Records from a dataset
>>

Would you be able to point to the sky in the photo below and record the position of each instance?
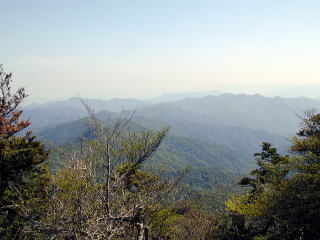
(143, 48)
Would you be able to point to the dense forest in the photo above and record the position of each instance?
(111, 175)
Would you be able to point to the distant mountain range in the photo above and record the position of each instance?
(310, 91)
(220, 132)
(169, 97)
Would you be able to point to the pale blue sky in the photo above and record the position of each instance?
(105, 49)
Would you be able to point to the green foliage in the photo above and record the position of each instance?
(284, 202)
(23, 172)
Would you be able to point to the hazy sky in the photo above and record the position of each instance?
(135, 48)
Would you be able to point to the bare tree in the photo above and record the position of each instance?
(102, 192)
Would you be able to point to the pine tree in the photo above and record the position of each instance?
(23, 172)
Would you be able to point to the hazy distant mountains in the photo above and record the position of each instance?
(274, 115)
(311, 91)
(169, 97)
(212, 131)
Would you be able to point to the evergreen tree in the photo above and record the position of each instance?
(284, 201)
(23, 173)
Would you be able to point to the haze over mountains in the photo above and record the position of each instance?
(216, 131)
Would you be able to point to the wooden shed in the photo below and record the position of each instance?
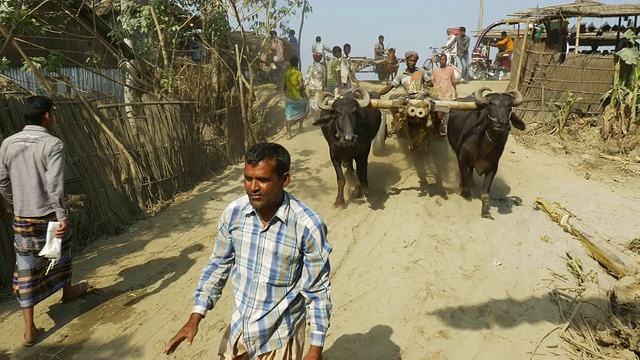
(547, 70)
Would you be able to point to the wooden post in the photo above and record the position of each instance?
(578, 34)
(522, 56)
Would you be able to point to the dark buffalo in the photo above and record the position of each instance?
(349, 126)
(478, 138)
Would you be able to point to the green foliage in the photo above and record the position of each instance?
(52, 63)
(278, 16)
(55, 62)
(4, 63)
(630, 55)
(562, 109)
(38, 62)
(92, 59)
(167, 78)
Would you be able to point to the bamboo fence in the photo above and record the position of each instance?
(545, 79)
(118, 167)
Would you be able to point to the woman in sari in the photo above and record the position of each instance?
(296, 106)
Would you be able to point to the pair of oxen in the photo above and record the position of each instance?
(478, 128)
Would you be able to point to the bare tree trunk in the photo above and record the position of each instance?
(304, 9)
(163, 49)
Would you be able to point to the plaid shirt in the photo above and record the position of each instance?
(32, 173)
(280, 273)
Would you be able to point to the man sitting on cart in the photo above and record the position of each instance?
(413, 79)
(505, 47)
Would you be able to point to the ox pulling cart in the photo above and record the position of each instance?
(368, 65)
(412, 117)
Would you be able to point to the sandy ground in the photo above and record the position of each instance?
(417, 273)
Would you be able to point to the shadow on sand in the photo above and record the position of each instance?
(376, 344)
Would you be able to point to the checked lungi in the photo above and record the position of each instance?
(30, 284)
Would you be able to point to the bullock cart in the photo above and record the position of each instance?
(411, 118)
(367, 65)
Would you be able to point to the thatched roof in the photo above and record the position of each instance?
(585, 8)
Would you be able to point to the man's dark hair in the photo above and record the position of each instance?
(269, 151)
(35, 107)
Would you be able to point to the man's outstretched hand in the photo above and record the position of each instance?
(188, 332)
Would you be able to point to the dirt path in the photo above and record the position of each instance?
(417, 274)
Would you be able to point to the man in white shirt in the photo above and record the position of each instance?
(450, 49)
(321, 48)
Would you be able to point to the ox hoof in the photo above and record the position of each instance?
(339, 204)
(466, 194)
(357, 193)
(487, 216)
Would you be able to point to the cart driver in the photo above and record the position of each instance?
(413, 79)
(505, 47)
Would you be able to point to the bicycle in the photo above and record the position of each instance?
(434, 60)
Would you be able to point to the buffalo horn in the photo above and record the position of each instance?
(480, 99)
(366, 100)
(517, 97)
(322, 100)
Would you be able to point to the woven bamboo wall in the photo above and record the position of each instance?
(544, 79)
(105, 189)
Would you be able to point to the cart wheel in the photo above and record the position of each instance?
(477, 71)
(381, 136)
(382, 75)
(428, 65)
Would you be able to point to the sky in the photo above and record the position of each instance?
(407, 25)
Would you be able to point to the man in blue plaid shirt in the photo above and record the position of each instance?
(275, 249)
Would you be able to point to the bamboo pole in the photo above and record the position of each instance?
(241, 92)
(522, 57)
(599, 246)
(434, 105)
(578, 35)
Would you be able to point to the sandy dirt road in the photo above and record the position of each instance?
(417, 273)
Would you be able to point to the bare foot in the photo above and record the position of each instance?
(31, 338)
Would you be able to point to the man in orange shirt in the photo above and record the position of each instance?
(443, 79)
(505, 46)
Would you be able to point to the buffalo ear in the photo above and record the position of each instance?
(323, 120)
(516, 121)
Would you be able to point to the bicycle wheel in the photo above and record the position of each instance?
(428, 65)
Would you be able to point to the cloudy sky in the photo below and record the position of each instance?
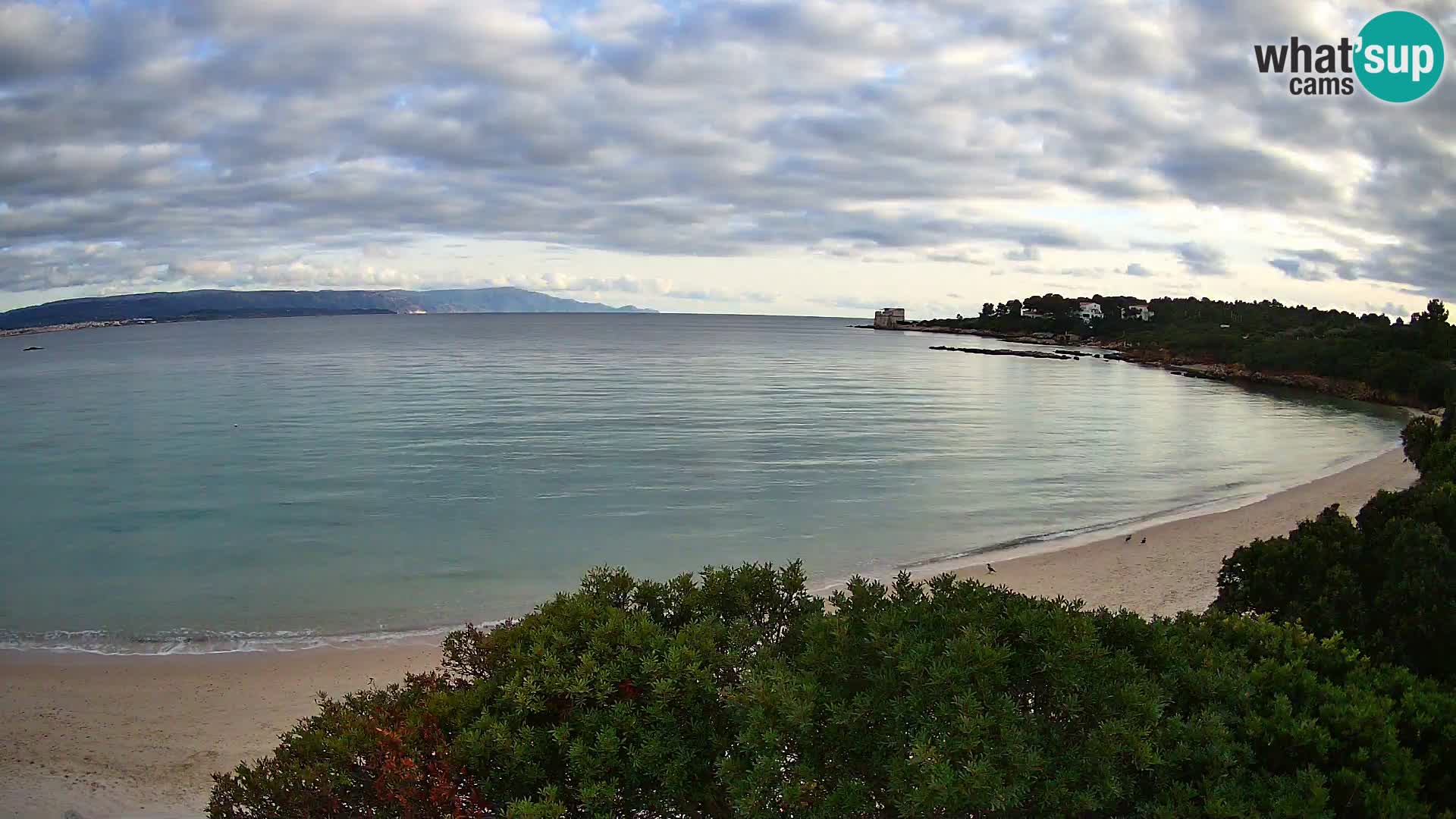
(805, 156)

<<

§ TO DO: Quote the records above in full, dropping each picture.

§ FINISHED TASK:
Would you be able to point to the sky in the photo below and record the position of each instance?
(143, 48)
Would you be able to point to the dense forest in the photo above and record the position of each instance?
(111, 175)
Would you be able to point to the distant mountain range in the photo above and record the position of each instance?
(310, 91)
(220, 132)
(169, 97)
Would you be able to point to the pale blue sky in the photo above and record the position of each instance?
(105, 49)
Would you be able to point to the green foliage in the photo above and record the position of each instance?
(284, 202)
(23, 172)
Would you be able to point to the hazy sky in the photo above and record the position of each instance?
(135, 48)
Would you be able to point to the bare tree in the photo above and record the position of each instance?
(102, 192)
Would you be able to point to the pine tree in the photo above and record the position of each instance?
(23, 172)
Would you be able to point to the hazy distant mountains in the photo above and record the position of each instance?
(274, 115)
(311, 91)
(169, 97)
(212, 131)
Would you be able to point to the evergreen tree in the photo above and record the position of each instance?
(284, 201)
(23, 173)
Would you be able to point to the haze over mountains in the photo above and record the position of each instance?
(216, 131)
Would you be able to point to the wooden shed in the photo below and record the position of each instance?
(547, 70)
Would you be able to point to the wooden post in the photo above and record the position of each instance?
(578, 34)
(522, 56)
Would you be able to point to the dark buffalo in the photo above and record the position of each instance?
(349, 126)
(478, 138)
Would you be able to point to the green foliage in the photo above and record the position of each instance?
(52, 63)
(278, 16)
(55, 62)
(4, 63)
(630, 55)
(562, 109)
(38, 62)
(92, 59)
(167, 78)
Would you be able to point to the bamboo fence in the photo above and record the position of each instance?
(545, 79)
(118, 167)
Would you be able to point to the woman in sari in the photo above and record the position of each instance?
(296, 106)
Would you be able to point to the pair of oxen in the photo above and record the position of each instance?
(478, 128)
Would you be able to point to the bare tree trunk in the photo above and record the position of each instance?
(304, 9)
(163, 49)
Would you be able to point to the plaid shirt in the photo above and record the position of each instance?
(32, 173)
(280, 273)
Would you be able to point to the man sitting on cart in the photo above and record the position of each instance?
(413, 79)
(505, 47)
Would you be able to point to the ox pulling cart in the photo above and record the position of each instance?
(368, 65)
(412, 117)
Would you be able to point to the sandy ground in the photo above and record the position of each instance?
(417, 273)
Would you be able to point to the shadow on sand in the photo above and record the position of each instance?
(376, 344)
Would you be able to point to the checked lungi in the photo above and record the position of each instance?
(30, 284)
Would you be able to point to the bullock cart in the photo above and record the position of each instance?
(411, 118)
(367, 65)
Would you be able to point to the thatched roof in the photo above and record the position of each instance?
(585, 8)
Would you be able to point to the man's dark hair in the photo above and record the position of each instance?
(269, 151)
(35, 107)
Would you be able to point to the man's outstretched hand in the photo above and record the position of each instance?
(188, 332)
Would you be able to point to the dirt path in the photo above and record the position of each instance?
(417, 274)
Would you be able to point to the man in white shirt in the photo above and record the position of each instance?
(450, 49)
(321, 48)
Would you be able to point to the ox hoof in the photo above and record the position of each instance?
(339, 204)
(466, 194)
(357, 193)
(487, 216)
Would you be able to point to the cart driver in the photo above and record the position of each instance?
(413, 79)
(505, 47)
Would you be able to point to the bicycle in the photo above and record the position of each instance?
(434, 60)
Would you be able to point to the buffalo horn in the photo above and record the position of each instance?
(480, 99)
(366, 100)
(517, 97)
(322, 100)
Would you be able to point to the woven bamboo wall in the photo above and record the position of each instance?
(544, 79)
(105, 189)
Would you be able to point to the cart wheel in the photo above and record the position of each instance?
(477, 71)
(381, 136)
(382, 75)
(428, 65)
Would you be able to point to the sky in the photo above and record the position of each instance?
(407, 25)
Would you be able to point to the man in blue plaid shirt in the photo above and record the position of each instance?
(275, 249)
Would you be able to point to the bamboo pole in the photo above and record the position of each instance?
(241, 92)
(522, 57)
(599, 246)
(434, 105)
(578, 35)
Would you be able to point to the sandy dirt road in the photo above and record the position of each instance?
(417, 273)
Would you be able to point to the bare foot in the photo above and record the position of each instance?
(31, 338)
Would you be able to point to the man in orange shirt in the photo above and record the position of each instance?
(443, 79)
(505, 46)
Would you be able to point to the buffalo ear in the photo above and record the position of each instance?
(323, 120)
(516, 121)
Would you be able to point to the bicycle wheel in the photo above and record the position of each instance?
(428, 65)
Would you be able to point to the cloudy sky in the photo below and record the position of each instance?
(805, 156)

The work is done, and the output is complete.